*GOAL*
Gather every line of the records below that contains the string "grass", matching case exactly, and copy each such line in full.

*RECORDS SHOWN*
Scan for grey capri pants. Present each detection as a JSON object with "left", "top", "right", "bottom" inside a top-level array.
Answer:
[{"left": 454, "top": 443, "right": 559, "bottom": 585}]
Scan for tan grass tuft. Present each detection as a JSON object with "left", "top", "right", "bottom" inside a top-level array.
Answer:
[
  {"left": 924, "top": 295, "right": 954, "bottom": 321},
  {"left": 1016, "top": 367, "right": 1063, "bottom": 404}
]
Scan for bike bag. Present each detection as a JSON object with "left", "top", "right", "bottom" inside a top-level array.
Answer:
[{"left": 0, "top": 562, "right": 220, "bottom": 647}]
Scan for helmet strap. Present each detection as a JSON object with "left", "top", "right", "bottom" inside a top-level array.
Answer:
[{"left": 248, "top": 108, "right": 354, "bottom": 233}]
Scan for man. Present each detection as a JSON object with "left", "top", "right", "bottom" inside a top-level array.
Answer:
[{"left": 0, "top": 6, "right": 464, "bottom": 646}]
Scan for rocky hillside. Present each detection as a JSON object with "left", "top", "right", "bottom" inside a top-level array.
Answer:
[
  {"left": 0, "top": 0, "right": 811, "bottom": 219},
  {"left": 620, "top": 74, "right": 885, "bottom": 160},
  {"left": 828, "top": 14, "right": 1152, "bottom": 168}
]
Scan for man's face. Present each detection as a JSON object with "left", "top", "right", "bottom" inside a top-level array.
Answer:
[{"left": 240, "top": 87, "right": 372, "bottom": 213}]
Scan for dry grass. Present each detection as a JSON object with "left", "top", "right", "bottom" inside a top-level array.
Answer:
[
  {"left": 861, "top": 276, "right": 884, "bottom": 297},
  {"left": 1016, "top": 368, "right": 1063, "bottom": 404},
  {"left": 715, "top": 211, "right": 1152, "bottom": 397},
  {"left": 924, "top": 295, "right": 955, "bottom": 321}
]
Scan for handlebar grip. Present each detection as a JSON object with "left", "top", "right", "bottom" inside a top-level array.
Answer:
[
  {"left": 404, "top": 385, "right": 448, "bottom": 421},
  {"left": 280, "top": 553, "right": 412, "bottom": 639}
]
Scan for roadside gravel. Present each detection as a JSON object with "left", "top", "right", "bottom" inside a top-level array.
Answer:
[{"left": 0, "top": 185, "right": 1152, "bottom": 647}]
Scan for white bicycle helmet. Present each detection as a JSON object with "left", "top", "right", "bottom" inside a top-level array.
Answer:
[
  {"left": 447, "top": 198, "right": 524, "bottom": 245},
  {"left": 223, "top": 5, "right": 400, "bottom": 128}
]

*WRITTEN RESPONSE*
Scan for tan grass tuft. Present each detection as a JSON object with "left", "top", "right", "bottom" inside a top-level array.
Scan for dry grass. Present each detection as a JSON object with "left", "top", "right", "bottom" inside a top-level array.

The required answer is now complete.